When a line of the records contains "person", copy it.

Point localization data
>>>

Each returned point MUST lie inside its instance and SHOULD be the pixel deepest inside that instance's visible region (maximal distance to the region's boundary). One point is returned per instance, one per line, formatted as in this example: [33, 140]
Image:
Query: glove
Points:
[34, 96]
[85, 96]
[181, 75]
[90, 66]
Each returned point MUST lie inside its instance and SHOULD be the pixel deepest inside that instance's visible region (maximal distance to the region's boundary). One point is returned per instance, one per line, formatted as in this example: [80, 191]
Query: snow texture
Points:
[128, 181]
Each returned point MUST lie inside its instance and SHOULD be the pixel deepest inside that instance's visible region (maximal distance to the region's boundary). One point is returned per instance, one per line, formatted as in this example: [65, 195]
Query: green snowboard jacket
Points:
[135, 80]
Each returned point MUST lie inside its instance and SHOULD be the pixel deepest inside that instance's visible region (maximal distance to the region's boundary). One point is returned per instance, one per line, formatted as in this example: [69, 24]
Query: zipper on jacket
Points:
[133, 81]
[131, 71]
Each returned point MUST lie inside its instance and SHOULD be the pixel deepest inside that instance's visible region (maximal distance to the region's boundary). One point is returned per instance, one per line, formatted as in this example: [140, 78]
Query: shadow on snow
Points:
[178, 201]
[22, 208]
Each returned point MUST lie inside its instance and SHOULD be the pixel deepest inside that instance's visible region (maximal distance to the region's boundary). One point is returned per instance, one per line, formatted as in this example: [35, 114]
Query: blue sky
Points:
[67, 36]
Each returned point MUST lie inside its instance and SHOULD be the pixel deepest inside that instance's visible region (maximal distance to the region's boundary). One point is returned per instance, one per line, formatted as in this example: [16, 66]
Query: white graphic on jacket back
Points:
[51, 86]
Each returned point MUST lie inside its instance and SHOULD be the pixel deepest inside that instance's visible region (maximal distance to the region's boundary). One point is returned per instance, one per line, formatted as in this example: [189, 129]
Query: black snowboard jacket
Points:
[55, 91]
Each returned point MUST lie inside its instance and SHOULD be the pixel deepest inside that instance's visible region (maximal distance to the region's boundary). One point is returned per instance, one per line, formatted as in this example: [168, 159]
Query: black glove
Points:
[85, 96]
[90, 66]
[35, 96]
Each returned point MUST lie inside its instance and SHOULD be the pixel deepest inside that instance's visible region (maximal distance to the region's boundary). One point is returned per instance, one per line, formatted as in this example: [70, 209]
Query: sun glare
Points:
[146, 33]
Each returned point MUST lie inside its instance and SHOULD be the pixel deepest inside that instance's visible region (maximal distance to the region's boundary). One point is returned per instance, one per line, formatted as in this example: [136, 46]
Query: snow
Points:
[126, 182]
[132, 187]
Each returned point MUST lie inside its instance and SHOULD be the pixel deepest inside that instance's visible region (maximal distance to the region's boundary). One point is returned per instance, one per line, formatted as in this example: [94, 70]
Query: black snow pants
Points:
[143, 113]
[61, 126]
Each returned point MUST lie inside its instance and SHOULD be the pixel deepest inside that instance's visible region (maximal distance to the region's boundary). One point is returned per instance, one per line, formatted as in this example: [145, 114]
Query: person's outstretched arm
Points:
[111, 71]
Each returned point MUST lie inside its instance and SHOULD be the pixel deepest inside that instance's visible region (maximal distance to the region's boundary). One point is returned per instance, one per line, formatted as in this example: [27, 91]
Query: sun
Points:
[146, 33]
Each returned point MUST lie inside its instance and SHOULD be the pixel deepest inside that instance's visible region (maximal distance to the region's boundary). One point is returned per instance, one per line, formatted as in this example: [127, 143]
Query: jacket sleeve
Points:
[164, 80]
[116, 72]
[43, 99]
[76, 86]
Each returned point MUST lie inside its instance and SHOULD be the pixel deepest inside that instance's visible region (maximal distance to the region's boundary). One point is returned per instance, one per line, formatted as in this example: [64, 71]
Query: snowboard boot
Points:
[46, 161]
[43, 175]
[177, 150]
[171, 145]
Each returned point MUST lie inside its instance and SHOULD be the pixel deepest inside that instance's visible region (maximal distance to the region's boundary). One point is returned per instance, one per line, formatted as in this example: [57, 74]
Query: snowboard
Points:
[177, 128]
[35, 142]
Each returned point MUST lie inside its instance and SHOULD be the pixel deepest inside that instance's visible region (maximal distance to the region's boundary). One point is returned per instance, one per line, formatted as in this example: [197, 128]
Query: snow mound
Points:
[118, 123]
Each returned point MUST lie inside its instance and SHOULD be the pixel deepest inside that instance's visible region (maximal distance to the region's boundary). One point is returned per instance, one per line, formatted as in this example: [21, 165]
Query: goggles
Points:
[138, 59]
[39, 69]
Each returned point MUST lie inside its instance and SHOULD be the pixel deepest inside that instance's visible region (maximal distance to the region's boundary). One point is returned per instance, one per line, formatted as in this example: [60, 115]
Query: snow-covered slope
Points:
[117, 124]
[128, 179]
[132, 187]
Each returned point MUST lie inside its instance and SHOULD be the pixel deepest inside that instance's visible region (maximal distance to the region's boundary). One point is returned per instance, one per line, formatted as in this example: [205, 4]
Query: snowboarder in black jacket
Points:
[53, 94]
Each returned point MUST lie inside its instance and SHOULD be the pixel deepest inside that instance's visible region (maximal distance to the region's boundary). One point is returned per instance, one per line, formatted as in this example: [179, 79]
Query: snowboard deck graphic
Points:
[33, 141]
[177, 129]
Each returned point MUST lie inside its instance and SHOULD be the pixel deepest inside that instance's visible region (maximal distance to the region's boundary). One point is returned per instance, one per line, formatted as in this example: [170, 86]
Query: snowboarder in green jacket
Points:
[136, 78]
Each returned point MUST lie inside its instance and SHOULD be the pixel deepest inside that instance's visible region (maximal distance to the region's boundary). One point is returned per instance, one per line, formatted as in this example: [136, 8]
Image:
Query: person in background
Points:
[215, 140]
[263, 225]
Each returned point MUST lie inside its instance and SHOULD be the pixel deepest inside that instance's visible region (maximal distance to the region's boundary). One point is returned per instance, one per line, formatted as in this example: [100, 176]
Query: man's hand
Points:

<<<

▶ [Exercise output]
Query: person's outstretched arm
Query: person in background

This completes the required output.